- Records shown:

★ ★ ★

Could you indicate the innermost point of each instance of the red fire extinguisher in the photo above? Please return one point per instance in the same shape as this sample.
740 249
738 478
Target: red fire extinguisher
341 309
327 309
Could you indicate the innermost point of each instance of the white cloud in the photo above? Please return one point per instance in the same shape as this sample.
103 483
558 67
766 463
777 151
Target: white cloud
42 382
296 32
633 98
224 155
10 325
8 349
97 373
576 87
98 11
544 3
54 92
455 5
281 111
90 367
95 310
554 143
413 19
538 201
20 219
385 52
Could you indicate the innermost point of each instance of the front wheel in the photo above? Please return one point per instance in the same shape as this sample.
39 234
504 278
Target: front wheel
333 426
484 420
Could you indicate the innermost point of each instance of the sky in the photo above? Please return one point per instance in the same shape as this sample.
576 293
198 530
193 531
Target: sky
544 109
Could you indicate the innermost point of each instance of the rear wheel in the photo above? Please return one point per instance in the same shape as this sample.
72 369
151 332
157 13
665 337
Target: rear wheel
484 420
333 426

★ ★ ★

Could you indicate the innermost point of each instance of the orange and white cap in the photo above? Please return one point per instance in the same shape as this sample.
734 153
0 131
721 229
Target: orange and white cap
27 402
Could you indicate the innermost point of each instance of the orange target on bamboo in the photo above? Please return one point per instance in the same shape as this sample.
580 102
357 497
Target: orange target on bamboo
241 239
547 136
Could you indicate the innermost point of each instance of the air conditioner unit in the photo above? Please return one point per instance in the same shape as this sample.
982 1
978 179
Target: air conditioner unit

★ ★ ★

- Exercise directions: Copy exactly the stretch of data above from the line with "the orange target" through the line with "Target: air conditioner unit", and omit all other lines.

- Solution to this problem:
Could you indicate the innermost point of each instance of the orange target on bamboo in the photo above? Please return one point per instance in the same shape as this sample.
580 102
357 497
Target: orange target on bamboo
241 239
547 136
Could you indicate the innermost point of each instance of the air conditioner unit in the photo above? Please return one point per instance in the same shape as this sample.
982 1
978 179
Target: air conditioner unit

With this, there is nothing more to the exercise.